Problem description:
Write out the lines below word for word, starting with the line that contains "For each <instance>" and going on through the line that contains "positive clicks: (433, 314)".
Data to process Block Start
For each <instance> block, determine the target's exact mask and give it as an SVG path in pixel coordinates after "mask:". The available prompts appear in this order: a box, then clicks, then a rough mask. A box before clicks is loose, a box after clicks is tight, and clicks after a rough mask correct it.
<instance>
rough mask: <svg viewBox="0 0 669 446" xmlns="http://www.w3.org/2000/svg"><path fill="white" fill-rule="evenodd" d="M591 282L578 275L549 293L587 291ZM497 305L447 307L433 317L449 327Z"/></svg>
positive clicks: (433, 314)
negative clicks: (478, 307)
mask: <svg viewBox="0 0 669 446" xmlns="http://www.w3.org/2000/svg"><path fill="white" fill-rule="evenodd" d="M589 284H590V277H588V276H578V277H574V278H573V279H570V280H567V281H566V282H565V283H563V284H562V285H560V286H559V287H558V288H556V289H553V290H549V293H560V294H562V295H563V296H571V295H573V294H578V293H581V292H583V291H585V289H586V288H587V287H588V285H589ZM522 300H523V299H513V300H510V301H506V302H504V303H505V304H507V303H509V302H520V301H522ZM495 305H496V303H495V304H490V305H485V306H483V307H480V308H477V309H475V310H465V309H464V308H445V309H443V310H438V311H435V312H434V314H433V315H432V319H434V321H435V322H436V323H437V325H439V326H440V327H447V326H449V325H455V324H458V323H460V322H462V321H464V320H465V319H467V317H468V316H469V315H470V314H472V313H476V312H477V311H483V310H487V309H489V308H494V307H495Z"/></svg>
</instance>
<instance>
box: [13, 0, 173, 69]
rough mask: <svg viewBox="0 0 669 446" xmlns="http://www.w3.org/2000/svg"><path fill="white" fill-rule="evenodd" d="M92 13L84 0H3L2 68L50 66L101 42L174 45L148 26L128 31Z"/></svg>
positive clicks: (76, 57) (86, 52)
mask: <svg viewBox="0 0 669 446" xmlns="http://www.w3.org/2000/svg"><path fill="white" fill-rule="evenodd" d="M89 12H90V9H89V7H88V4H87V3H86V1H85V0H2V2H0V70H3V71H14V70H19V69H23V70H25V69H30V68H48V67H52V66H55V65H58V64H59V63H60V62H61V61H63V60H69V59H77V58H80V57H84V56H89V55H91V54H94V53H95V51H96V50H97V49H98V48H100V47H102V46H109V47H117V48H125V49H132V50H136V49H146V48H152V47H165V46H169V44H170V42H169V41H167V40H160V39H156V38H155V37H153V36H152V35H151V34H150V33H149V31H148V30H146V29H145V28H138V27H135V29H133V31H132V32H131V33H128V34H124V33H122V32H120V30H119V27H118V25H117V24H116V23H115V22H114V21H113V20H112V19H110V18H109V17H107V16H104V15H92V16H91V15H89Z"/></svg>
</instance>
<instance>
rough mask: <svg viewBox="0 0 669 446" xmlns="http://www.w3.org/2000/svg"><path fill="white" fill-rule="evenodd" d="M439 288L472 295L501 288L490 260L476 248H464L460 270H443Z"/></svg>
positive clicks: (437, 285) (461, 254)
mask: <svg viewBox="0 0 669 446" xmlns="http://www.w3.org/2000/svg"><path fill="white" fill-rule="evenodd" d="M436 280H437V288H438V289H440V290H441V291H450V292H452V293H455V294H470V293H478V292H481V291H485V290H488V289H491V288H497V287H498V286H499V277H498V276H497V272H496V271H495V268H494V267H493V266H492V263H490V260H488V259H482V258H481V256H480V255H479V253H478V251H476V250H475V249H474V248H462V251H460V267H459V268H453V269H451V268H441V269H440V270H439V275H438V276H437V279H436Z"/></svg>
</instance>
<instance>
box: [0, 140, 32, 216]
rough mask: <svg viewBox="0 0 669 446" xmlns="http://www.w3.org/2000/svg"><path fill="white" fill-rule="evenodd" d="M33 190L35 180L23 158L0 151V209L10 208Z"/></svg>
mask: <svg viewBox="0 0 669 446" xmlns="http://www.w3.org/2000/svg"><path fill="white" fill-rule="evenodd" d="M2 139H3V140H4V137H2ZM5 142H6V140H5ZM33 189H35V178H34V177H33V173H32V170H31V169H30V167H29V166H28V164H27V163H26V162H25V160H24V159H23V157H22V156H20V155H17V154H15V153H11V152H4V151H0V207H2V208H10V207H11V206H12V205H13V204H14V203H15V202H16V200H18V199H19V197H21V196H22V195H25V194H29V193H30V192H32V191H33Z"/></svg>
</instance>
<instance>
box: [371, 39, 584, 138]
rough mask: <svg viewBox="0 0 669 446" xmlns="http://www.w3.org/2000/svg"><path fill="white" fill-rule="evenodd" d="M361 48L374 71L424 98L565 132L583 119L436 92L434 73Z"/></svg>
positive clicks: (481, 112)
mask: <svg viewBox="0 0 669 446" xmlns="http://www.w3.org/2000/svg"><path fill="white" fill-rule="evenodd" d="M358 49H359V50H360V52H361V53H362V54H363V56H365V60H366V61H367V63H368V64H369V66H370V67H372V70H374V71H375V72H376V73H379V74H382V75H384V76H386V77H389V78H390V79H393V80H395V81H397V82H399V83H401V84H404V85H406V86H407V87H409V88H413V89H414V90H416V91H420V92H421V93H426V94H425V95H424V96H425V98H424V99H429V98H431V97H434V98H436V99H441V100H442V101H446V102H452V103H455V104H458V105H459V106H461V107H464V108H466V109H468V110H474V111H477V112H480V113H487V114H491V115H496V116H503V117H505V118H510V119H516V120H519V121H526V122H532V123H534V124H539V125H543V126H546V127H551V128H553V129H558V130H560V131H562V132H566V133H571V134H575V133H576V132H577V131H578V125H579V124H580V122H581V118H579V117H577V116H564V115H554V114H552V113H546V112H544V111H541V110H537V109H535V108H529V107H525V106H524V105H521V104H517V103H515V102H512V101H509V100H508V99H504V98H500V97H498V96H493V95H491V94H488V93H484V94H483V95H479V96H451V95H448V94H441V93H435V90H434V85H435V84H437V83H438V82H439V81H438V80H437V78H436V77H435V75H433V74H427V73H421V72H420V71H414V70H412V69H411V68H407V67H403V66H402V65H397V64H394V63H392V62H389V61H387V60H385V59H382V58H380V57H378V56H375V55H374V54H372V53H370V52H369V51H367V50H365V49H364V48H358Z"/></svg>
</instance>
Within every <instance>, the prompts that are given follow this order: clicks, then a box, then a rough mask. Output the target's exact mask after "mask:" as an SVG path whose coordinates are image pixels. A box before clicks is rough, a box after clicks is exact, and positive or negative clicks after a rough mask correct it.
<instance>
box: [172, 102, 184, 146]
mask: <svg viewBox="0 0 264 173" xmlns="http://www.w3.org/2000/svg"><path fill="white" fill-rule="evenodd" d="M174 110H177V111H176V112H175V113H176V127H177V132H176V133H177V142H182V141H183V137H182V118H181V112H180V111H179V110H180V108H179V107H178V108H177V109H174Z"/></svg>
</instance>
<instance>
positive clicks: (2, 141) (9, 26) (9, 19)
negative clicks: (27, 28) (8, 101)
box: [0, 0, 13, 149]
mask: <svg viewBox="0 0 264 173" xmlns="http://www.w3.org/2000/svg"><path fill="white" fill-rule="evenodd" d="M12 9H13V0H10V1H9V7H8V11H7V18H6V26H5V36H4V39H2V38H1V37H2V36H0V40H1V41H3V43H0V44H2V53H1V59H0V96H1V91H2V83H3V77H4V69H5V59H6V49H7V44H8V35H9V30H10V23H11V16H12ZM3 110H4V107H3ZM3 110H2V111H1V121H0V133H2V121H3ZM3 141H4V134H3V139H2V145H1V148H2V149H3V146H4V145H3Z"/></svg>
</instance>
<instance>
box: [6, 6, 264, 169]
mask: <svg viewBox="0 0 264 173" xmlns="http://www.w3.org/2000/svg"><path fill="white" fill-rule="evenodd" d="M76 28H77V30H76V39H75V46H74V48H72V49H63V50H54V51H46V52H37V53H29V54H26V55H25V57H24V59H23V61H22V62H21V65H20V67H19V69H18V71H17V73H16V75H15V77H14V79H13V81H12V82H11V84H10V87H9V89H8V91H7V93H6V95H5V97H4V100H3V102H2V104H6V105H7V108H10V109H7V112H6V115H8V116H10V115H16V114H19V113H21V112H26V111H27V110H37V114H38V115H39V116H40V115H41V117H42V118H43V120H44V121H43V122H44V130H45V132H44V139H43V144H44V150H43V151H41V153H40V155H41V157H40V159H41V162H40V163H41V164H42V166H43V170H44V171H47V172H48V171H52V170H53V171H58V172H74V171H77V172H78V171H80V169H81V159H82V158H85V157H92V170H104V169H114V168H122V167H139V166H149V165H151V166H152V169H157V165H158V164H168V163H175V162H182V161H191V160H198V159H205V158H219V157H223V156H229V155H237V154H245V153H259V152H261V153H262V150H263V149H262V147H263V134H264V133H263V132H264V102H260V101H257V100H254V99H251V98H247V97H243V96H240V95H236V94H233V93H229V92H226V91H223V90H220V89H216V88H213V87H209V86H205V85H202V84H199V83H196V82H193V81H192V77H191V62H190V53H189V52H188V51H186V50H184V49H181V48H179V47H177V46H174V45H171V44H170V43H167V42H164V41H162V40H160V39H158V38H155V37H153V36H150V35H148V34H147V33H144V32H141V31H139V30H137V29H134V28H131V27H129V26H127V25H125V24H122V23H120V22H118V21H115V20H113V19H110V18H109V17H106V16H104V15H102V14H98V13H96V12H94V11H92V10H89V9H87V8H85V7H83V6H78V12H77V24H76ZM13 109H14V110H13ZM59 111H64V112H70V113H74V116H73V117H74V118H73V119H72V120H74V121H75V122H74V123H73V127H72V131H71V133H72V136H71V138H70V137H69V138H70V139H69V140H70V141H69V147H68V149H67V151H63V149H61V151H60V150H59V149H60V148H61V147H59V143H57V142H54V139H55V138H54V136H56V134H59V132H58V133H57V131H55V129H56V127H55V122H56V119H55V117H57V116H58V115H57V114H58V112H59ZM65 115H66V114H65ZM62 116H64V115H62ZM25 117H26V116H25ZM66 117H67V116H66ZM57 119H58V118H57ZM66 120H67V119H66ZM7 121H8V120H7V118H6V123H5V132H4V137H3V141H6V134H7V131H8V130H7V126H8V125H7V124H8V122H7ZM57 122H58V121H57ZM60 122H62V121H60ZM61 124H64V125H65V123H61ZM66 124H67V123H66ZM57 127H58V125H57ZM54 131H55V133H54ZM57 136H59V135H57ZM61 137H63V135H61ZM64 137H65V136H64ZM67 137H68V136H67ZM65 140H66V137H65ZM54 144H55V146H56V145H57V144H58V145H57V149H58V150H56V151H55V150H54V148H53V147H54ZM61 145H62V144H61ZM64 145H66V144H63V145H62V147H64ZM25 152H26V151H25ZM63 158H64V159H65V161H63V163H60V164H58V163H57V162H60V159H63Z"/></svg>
Data to process Block End
Data to process Block Start
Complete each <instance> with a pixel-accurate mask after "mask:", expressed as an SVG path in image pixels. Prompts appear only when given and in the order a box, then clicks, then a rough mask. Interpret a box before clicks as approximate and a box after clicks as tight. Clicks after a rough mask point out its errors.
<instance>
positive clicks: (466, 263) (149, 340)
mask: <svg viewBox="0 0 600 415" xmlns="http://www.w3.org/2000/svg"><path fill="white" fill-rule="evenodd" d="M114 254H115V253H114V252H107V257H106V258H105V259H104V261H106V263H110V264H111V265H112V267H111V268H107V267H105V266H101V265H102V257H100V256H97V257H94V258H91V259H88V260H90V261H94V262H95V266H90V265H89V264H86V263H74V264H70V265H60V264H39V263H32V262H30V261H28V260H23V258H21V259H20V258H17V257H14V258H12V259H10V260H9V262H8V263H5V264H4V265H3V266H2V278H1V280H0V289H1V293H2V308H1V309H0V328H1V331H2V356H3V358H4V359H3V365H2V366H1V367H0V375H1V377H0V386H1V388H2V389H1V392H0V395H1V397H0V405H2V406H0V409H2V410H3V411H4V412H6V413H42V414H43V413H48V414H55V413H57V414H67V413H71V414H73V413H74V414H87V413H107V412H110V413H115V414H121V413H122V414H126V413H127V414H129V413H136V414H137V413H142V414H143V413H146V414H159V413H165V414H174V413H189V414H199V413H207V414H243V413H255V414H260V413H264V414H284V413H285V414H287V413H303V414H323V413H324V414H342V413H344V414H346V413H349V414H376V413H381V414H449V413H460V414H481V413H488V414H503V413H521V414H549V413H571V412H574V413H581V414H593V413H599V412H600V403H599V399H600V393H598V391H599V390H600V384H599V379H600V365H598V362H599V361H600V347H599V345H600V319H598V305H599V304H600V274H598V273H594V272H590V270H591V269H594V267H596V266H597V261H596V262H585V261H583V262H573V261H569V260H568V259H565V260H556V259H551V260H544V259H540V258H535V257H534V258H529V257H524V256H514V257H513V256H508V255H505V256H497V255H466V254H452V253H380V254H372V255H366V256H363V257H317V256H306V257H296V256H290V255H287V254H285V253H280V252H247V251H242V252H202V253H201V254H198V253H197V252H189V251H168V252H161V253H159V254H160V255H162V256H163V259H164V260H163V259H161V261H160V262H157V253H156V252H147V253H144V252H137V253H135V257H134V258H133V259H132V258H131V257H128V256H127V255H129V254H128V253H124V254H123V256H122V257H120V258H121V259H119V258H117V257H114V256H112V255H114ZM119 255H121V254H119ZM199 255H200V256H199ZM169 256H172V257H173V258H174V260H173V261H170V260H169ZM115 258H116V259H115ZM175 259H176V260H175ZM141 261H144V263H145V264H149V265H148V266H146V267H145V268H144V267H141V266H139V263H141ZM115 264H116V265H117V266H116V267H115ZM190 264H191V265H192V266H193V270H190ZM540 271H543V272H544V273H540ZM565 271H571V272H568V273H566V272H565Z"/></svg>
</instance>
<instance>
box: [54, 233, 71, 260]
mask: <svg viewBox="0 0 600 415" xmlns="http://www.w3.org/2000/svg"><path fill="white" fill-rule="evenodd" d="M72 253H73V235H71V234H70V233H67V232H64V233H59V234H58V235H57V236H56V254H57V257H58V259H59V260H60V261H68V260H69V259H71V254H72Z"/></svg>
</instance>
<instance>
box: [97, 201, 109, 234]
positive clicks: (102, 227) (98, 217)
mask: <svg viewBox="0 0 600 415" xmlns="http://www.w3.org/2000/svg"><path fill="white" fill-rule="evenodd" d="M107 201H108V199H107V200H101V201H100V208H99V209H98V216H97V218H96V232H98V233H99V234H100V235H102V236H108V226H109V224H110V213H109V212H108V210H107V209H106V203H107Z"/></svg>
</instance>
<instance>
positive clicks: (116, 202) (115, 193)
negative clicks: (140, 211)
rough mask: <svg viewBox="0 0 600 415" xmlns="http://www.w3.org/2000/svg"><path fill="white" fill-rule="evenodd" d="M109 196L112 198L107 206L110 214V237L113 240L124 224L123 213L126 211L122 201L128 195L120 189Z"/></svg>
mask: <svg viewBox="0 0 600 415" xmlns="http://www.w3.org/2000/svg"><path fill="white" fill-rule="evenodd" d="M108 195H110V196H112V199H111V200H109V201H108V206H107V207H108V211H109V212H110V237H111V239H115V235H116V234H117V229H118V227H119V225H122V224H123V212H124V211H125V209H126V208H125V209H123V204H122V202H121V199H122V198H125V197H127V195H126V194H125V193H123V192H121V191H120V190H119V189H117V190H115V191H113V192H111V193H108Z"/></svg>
Data to process Block End
Exercise response:
For each <instance> block, determine the target's exact mask and give it as an SVG path in pixel coordinates after "mask:". The available prompts appear in this order: a box, then clicks, then a rough mask. A box before clicks is loose, a box after clicks is tight, and clicks after a rough mask correct it.
<instance>
rough mask: <svg viewBox="0 0 669 446" xmlns="http://www.w3.org/2000/svg"><path fill="white" fill-rule="evenodd" d="M591 282L578 275L549 293L587 291ZM497 305L447 307L433 317L449 327Z"/></svg>
positive clicks: (433, 314)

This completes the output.